» **Exercise aim**
Rewrite the lines of every record with "grass shadow" swapped for "lawn shadow", leaving everything else unchanged. Omit the pictures.

» **Record extracts**
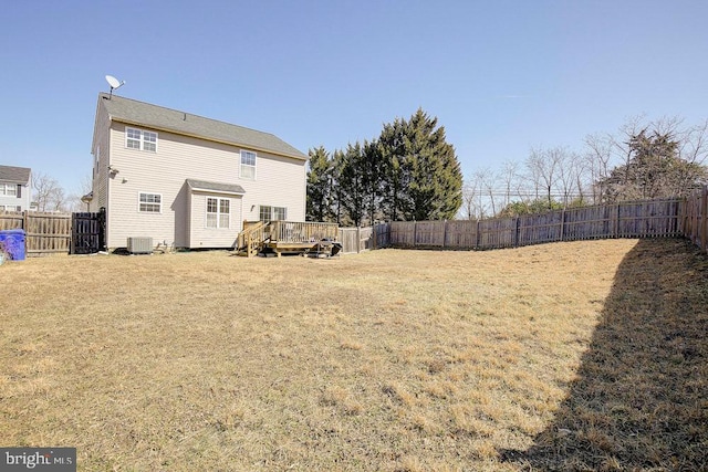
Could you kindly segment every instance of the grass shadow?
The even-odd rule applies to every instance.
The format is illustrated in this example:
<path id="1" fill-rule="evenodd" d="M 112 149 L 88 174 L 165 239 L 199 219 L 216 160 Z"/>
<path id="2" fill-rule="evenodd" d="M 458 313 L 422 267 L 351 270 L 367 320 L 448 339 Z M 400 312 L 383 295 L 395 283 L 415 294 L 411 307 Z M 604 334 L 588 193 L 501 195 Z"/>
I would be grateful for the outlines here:
<path id="1" fill-rule="evenodd" d="M 685 240 L 641 240 L 525 471 L 708 470 L 708 256 Z"/>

» **Reply**
Could you kindly segment every instance of the lawn shadow?
The even-odd rule applies to every instance.
The format is illustrated in this example:
<path id="1" fill-rule="evenodd" d="M 112 149 L 88 174 L 165 239 L 199 219 L 216 160 Z"/>
<path id="2" fill-rule="evenodd" d="M 458 313 L 422 267 L 351 270 L 367 320 L 448 339 Z M 400 312 L 383 295 L 395 283 L 415 294 L 411 307 Z M 604 334 L 588 193 L 501 195 Z"/>
I would be grateful for the outlines here:
<path id="1" fill-rule="evenodd" d="M 685 240 L 641 240 L 525 471 L 708 470 L 708 256 Z"/>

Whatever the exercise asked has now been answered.